- Supplied material:
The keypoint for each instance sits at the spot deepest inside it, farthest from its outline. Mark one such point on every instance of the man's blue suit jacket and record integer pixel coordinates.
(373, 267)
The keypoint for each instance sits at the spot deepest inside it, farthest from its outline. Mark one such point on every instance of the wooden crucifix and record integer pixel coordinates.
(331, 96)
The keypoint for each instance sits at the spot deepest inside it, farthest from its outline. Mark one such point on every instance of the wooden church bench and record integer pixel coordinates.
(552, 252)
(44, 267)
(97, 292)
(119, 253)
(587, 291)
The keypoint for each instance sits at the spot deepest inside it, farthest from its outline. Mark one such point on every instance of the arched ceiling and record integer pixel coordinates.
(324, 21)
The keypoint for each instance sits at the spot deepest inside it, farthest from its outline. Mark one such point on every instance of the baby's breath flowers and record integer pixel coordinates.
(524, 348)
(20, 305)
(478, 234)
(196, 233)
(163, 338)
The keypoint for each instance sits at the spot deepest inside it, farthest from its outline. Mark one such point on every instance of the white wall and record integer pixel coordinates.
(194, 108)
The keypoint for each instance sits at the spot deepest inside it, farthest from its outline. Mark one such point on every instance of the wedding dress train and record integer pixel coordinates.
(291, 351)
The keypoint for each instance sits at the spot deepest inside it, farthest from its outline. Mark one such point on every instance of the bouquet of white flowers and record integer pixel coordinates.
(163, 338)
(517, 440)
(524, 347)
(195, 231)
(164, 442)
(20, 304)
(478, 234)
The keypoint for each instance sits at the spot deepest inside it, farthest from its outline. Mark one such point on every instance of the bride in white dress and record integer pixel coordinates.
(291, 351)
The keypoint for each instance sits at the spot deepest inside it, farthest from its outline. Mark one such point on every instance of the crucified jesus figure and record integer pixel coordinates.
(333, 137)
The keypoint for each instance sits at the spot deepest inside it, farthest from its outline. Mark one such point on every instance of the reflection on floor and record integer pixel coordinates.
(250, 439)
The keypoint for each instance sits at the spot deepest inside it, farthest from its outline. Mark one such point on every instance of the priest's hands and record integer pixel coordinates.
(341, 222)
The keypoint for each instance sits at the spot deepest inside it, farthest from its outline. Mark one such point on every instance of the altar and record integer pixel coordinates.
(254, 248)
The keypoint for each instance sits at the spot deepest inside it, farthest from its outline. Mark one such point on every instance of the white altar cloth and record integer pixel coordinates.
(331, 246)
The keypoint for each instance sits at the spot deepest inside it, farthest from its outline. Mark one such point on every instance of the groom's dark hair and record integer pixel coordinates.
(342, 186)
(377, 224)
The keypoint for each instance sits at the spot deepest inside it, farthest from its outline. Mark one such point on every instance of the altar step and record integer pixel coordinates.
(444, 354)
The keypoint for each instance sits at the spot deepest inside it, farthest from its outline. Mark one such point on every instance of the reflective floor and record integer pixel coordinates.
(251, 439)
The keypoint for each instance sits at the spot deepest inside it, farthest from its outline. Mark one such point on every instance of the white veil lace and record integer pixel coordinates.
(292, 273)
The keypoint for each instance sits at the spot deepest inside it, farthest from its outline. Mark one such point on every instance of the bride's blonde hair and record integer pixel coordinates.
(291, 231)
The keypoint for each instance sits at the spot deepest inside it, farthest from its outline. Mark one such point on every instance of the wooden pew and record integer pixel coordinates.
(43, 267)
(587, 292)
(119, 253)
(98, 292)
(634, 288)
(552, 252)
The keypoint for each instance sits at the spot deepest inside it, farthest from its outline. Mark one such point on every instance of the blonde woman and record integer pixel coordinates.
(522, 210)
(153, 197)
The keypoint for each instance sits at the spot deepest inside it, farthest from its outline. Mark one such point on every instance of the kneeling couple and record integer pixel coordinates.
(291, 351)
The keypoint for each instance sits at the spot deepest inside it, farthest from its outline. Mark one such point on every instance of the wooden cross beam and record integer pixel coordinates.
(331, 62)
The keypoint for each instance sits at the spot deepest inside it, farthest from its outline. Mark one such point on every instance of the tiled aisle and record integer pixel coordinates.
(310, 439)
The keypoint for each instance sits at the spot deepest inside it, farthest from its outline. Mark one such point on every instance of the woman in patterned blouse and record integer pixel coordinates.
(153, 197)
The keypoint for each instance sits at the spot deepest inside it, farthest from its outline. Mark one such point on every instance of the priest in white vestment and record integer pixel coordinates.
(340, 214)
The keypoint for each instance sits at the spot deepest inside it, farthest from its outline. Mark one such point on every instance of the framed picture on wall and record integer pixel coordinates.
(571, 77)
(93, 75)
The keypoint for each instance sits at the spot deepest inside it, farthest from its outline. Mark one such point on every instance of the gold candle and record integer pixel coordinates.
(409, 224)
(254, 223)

- Exercise brief: Give back the entire listing exactly as it was written.

- Exercise solution:
The keypoint for each instance sits at the spot deepest inside it, farthest from its outline. Mark one such point on every instance of the man's blue suit jacket and record integer pixel coordinates.
(373, 267)
The keypoint for each instance sits at the spot deepest inside it, farthest from its outline. Mark one such point on every instance of the wooden crucifix and record integer pixel coordinates.
(331, 96)
The keypoint for each instance sits at the spot deepest inside it, farthest from its outline. Mark one such point on every instance of the wooden church bench and record integer pixel coordinates.
(552, 252)
(44, 267)
(97, 292)
(119, 253)
(587, 291)
The keypoint for each instance sits at the spot deepest inside it, farthest from its outline. Mark one such point on every instance of the arched ceiling and record integer pixel coordinates.
(324, 21)
The keypoint for each instance sits at the spot deepest inside it, farthest from its outline. Mark one such point on every instance of the baby's breath flowers and record integer pixel coordinates.
(524, 348)
(20, 305)
(478, 234)
(196, 233)
(163, 338)
The keypoint for each instance sits at the spot deepest inside it, farthest from its outline. Mark one such point on every instance of the white wall and record integer pixel coordinates.
(194, 108)
The keypoint for each instance sits at the spot deepest inside it, farthest from its outline. Mark one such point on every instance of the wedding dress train and record integer pixel coordinates.
(291, 351)
The keypoint for each instance sits at the spot deepest inside it, farthest from its outline. Mark one such point on every instance of the bouquet of white flowers and record integer pixel coordinates.
(163, 338)
(517, 440)
(524, 347)
(195, 231)
(164, 442)
(20, 304)
(478, 234)
The keypoint for each instance sits at the spot deepest inside it, farthest from its outline. Mark one such point on every instance of the bride in white dress and record integer pixel coordinates.
(291, 351)
The keypoint for each instance sits at the spot deepest inside it, farthest from its outline. Mark one such point on every instance of the crucified jesus figure and record integer pixel coordinates.
(333, 137)
The keypoint for each instance sits at the spot deepest inside it, farthest from its outline. Mark one such point on every instance of the reflection on floor and record integer pixel coordinates.
(250, 439)
The keypoint for each instance sits at the spot deepest inside it, farthest from its outline. Mark one such point on every instance of the priest's hands and record integer pixel coordinates.
(341, 222)
The keypoint for each instance sits at the spot deepest inside it, farthest from its outline. Mark one such point on every instance of the altar and record integer pixel coordinates.
(254, 248)
The keypoint for each instance sits at the spot deepest inside it, farthest from its outline. Mark one such point on every instance of the white altar cloth and record integer pixel coordinates.
(331, 246)
The keypoint for each instance sits at the spot deepest inside it, farthest from its outline. Mark one such point on every instance of the groom's dark hair and record integer pixel coordinates.
(342, 186)
(377, 224)
The keypoint for each instance sits at the spot deepest inside it, farthest from its outline. Mark one such point on every instance of the altar step and record integer pixel coordinates.
(444, 354)
The keypoint for each instance sits at the spot deepest inside it, farthest from its outline. Mark one such point on every instance of the reflective floor and record integer pixel coordinates.
(251, 439)
The keypoint for each instance sits at the spot deepest inside it, farthest from its outline. Mark one such point on every instance of the white veil lace and record integer pixel coordinates.
(292, 273)
The keypoint for each instance sits at the spot deepest inside it, farthest from its outline. Mark one such point on every instance of the bride's blonde hair and record integer pixel coordinates.
(291, 231)
The keypoint for each instance sits at the spot deepest inside it, farthest from its outline. Mark one such point on every instance of the wooden pew and record integer pixel coordinates.
(43, 267)
(587, 292)
(119, 253)
(98, 292)
(634, 288)
(552, 252)
The keypoint for each instance sits at the spot deepest inside it, farthest from its outline. Mark one such point on every instance of the blonde woman and record integer pixel coordinates.
(522, 210)
(153, 197)
The keypoint for each instance sits at the spot deepest inside it, farthest from its outline. Mark one such point on every instance of the kneeling couple and record integer pixel coordinates.
(291, 351)
The keypoint for each instance sits at the spot deepest inside it, farthest from its outline. Mark one such point on every instance of the wooden cross beam and record integer pixel coordinates.
(331, 62)
The keypoint for each instance sits at the spot deepest inside it, farthest from its outline. Mark one such point on every instance of the tiled aisle and record integer pixel coordinates.
(310, 439)
The keypoint for each instance sits at the spot deepest inside it, farthest from its outline. Mark one such point on every instance of the woman in patterned blouse and record integer pixel coordinates.
(153, 197)
The keypoint for each instance sits at the spot deepest inside it, farthest from its outline. Mark one such point on every instance of the priest in white vestment and record integer pixel coordinates.
(340, 214)
The keypoint for each instance sits at the spot deepest inside it, farthest from its outline. Mark one such point on every instance of the framed picture on wall and record integer pixel coordinates.
(571, 77)
(93, 75)
The keypoint for each instance sits at the spot deepest inside it, farthest from its outline. Mark one such point on every instance of the gold candle and record integer pixel coordinates.
(409, 224)
(254, 223)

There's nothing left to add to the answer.